* _Exercise details_: Copy the line with "Where can you see the electrical" and all lines following it through the last line of the entries, exactly as written.

Data lines start

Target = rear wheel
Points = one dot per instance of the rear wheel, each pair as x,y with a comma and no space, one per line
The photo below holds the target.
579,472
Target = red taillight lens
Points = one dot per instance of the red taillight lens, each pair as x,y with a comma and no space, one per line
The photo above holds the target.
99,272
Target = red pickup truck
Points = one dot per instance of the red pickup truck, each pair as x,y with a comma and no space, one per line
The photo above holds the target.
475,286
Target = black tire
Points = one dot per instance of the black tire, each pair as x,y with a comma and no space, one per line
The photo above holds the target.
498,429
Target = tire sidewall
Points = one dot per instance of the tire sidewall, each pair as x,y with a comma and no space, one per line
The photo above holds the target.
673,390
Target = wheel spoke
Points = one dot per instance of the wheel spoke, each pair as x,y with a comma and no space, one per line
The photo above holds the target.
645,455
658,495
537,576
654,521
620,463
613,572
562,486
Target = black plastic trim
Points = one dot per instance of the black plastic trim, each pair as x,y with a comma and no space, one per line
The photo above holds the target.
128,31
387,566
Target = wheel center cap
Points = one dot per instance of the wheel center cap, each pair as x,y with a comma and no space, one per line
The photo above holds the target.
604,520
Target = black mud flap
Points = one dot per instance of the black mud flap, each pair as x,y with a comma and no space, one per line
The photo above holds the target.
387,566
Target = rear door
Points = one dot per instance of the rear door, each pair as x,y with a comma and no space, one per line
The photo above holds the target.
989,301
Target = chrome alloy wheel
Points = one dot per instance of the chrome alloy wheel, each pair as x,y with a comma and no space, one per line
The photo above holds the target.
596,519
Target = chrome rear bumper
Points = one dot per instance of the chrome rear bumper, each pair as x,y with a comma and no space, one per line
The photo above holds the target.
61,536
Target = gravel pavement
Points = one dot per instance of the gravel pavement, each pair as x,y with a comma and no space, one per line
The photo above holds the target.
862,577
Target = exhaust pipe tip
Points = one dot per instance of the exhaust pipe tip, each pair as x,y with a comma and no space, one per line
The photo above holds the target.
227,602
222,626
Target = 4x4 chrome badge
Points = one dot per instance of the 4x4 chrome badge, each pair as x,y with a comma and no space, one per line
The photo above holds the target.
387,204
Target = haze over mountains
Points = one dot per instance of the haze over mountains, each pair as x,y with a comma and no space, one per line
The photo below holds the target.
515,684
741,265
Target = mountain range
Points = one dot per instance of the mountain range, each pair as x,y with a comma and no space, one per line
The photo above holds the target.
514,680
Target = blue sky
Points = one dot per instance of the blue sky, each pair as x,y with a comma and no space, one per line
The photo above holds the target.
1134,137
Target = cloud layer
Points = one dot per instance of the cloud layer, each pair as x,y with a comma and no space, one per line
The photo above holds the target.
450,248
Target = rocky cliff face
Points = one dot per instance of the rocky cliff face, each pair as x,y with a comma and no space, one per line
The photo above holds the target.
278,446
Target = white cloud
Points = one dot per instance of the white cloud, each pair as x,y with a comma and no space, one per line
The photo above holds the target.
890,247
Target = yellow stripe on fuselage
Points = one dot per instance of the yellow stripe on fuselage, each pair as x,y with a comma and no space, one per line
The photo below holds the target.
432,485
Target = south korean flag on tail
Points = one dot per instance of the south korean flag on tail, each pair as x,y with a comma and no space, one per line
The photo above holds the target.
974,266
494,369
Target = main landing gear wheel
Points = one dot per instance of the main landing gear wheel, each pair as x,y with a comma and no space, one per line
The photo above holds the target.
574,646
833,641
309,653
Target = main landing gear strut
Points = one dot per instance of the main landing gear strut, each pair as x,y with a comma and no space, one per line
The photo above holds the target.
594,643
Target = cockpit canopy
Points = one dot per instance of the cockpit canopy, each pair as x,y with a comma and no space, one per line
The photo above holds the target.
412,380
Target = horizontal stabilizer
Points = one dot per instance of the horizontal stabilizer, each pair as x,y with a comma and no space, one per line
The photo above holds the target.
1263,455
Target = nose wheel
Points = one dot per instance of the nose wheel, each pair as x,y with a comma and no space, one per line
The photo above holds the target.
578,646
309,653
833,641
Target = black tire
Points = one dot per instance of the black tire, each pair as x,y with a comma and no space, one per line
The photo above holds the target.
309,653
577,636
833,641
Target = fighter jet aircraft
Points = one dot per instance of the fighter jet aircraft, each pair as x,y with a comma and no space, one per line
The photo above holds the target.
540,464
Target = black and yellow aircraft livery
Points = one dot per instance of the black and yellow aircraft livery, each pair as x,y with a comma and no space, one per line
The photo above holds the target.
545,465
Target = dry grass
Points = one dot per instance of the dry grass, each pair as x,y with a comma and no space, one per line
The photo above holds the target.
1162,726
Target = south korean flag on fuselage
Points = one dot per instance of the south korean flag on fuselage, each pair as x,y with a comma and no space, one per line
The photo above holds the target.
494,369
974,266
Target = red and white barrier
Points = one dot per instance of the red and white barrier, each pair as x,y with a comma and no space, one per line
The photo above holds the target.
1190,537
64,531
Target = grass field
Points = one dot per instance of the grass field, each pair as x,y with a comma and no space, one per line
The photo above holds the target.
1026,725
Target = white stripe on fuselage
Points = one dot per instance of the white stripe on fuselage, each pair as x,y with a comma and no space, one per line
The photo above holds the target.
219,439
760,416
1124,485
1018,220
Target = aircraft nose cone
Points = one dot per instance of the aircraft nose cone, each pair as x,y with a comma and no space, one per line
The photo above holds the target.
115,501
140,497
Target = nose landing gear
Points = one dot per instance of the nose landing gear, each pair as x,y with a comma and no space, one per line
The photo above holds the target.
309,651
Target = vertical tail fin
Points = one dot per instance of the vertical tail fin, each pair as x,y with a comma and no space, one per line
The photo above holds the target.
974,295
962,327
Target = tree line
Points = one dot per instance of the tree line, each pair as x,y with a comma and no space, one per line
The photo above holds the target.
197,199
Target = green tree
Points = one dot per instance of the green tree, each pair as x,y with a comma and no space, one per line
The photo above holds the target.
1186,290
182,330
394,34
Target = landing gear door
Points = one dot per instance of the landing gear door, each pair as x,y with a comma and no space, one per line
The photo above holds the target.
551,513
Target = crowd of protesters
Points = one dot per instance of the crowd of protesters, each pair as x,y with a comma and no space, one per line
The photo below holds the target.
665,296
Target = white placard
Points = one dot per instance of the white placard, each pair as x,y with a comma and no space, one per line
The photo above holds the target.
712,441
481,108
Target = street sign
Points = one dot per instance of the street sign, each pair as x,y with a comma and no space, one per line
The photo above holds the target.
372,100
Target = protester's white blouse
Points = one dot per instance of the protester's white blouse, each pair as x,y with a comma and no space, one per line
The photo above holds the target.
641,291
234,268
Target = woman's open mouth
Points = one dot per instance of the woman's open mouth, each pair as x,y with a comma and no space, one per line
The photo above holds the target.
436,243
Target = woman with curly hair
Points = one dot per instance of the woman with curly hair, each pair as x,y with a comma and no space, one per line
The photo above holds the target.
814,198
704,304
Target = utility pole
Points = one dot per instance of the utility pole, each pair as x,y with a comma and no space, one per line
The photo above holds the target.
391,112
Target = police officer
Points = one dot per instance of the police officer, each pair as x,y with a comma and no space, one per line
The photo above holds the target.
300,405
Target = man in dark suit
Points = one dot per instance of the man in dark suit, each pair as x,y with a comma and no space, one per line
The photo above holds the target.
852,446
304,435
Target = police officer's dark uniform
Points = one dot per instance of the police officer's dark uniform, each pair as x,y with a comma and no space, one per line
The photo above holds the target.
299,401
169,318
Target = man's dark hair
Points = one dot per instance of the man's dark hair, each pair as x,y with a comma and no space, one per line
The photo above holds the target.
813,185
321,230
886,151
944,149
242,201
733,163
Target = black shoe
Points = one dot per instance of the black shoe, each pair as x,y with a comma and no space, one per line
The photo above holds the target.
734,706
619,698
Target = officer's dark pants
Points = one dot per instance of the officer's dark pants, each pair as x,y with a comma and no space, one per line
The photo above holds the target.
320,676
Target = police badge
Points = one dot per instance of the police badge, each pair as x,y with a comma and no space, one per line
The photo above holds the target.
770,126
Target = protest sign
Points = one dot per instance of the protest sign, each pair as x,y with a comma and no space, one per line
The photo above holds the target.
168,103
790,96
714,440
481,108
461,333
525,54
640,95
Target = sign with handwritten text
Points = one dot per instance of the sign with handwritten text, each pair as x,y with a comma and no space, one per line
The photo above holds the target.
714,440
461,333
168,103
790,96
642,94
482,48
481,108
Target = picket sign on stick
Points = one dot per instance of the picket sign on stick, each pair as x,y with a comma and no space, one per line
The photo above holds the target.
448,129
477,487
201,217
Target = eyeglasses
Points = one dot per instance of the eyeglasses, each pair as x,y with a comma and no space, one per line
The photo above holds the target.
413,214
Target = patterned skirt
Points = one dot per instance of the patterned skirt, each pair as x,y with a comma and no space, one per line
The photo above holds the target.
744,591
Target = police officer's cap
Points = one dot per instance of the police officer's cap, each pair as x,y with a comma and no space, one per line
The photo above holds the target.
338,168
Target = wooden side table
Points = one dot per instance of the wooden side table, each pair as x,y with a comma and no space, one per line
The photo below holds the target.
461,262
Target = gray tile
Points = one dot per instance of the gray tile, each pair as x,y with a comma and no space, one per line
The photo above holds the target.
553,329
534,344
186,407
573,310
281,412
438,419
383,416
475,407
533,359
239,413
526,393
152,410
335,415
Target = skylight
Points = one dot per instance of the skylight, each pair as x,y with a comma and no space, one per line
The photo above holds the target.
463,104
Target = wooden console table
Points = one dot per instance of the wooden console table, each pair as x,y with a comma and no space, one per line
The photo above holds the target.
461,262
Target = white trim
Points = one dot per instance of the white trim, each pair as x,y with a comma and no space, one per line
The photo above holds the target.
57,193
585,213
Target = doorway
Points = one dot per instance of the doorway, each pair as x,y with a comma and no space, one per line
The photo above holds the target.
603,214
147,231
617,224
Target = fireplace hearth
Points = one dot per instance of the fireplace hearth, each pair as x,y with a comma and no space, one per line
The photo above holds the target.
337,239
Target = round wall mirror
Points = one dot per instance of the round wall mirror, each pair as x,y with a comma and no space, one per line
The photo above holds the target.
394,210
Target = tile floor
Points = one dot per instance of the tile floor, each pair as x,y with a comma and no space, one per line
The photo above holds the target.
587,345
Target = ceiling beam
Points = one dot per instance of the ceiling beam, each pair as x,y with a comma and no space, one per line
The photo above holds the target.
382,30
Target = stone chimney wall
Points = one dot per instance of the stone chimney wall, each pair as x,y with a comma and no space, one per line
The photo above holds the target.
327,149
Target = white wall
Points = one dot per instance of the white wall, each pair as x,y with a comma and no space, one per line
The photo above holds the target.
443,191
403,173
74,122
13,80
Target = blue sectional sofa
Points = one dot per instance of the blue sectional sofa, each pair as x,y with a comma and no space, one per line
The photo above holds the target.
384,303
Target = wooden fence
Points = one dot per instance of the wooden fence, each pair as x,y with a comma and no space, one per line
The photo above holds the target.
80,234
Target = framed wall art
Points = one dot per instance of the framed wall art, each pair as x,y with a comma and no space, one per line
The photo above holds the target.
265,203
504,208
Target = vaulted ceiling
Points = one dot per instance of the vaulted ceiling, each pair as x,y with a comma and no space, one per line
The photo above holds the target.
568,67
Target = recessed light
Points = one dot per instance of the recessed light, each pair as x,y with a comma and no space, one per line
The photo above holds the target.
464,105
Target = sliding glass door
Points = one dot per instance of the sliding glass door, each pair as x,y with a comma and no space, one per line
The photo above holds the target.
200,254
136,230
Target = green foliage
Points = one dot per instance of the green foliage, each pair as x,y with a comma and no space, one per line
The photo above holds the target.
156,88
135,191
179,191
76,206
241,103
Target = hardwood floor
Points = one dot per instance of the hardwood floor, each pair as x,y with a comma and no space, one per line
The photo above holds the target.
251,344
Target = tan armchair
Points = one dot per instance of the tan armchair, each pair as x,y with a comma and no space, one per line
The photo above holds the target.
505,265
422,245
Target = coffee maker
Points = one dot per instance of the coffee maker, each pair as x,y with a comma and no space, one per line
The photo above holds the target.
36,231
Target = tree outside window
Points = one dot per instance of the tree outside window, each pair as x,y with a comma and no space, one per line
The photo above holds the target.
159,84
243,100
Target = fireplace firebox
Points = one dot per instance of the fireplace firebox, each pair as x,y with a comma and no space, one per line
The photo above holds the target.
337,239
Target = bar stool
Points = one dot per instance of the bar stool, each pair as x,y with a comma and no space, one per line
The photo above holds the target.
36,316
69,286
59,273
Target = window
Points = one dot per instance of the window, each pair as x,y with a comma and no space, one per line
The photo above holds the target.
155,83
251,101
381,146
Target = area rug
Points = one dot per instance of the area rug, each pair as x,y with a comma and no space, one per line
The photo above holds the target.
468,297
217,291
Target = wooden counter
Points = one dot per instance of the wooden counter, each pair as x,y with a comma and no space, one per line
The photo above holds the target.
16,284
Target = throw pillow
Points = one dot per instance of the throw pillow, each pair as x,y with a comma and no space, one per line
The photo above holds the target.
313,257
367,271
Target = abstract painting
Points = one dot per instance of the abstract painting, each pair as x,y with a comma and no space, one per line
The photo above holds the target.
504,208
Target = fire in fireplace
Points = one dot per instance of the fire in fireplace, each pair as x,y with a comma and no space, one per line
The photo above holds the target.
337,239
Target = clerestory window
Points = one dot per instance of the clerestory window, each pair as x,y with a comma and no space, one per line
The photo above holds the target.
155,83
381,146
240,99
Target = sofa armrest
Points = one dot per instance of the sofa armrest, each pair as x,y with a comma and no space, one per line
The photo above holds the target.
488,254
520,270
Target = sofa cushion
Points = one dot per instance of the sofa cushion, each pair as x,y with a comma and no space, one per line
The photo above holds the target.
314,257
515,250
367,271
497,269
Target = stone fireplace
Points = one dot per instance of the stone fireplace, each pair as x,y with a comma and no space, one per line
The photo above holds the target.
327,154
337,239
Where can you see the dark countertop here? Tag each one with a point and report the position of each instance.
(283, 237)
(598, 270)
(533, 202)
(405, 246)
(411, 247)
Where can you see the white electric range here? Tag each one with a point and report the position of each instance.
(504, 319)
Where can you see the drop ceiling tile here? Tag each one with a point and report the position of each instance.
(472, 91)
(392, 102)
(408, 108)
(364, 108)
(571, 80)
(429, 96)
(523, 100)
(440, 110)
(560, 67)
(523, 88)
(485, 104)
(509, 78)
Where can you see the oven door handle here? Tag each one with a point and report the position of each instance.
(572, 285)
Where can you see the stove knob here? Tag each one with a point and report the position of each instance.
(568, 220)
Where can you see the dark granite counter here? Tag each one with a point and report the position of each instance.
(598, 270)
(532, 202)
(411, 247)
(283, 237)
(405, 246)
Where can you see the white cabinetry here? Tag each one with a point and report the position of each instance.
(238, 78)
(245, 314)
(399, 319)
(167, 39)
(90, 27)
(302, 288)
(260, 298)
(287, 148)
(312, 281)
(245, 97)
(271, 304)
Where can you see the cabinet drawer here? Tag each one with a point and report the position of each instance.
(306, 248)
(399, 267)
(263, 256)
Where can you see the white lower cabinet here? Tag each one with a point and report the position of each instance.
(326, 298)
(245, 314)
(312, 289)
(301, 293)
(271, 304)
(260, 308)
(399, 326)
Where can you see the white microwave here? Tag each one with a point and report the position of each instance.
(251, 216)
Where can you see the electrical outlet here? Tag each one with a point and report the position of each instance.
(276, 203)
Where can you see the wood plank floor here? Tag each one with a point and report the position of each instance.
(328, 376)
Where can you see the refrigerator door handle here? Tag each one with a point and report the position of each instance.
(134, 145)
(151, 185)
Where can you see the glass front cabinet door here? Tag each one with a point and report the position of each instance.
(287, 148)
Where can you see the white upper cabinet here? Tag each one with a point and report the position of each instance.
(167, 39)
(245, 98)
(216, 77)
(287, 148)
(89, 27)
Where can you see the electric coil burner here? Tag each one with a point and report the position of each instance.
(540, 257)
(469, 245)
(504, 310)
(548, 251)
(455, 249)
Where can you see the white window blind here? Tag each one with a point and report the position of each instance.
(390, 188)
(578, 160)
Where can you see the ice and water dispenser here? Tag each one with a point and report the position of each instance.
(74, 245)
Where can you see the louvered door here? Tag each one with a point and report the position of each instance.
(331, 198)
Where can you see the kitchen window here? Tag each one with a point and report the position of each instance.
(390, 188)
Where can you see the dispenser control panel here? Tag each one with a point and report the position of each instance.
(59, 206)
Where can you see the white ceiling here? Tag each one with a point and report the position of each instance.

Data lines end

* _Task solution_:
Where can you see the electrical outlet here? Tag each one with a point and report the position of each instance.
(276, 203)
Where can you see the wood plank floor here? Tag each one with a point and report the position of each instance.
(328, 376)
Where can you see the refrigerator door handle here? Tag each one with a point and report the position of each instance.
(134, 145)
(151, 185)
Where can you see the glass front cabinet door here? Tag each one with a point and report the position of each instance.
(287, 148)
Where can you see the white upper cabinet here? Tag each one with a point and report the position of each instance.
(167, 39)
(245, 98)
(216, 77)
(287, 148)
(89, 27)
Where can you see the electric coil burner here? Tag each one with a point and report the position of each instance.
(540, 257)
(469, 245)
(504, 310)
(548, 251)
(455, 249)
Where can you see the white window blind here? Tag each one with a point and report the position of each instance.
(390, 188)
(578, 160)
Where can you see the ice and water dispenser here? Tag each one with a point and report the position of each instance.
(74, 245)
Where can you see the louvered door here? Tag each one with a point and report the position of each instance.
(331, 198)
Where can you see the kitchen window here? Tag each one with a point and report the position of each instance.
(390, 188)
Where can you see the dispenser control panel here? Tag each one with a point and report the position of each instance.
(59, 206)
Where can you see the white ceiling here? Tag each one with a point and report the position of each instance.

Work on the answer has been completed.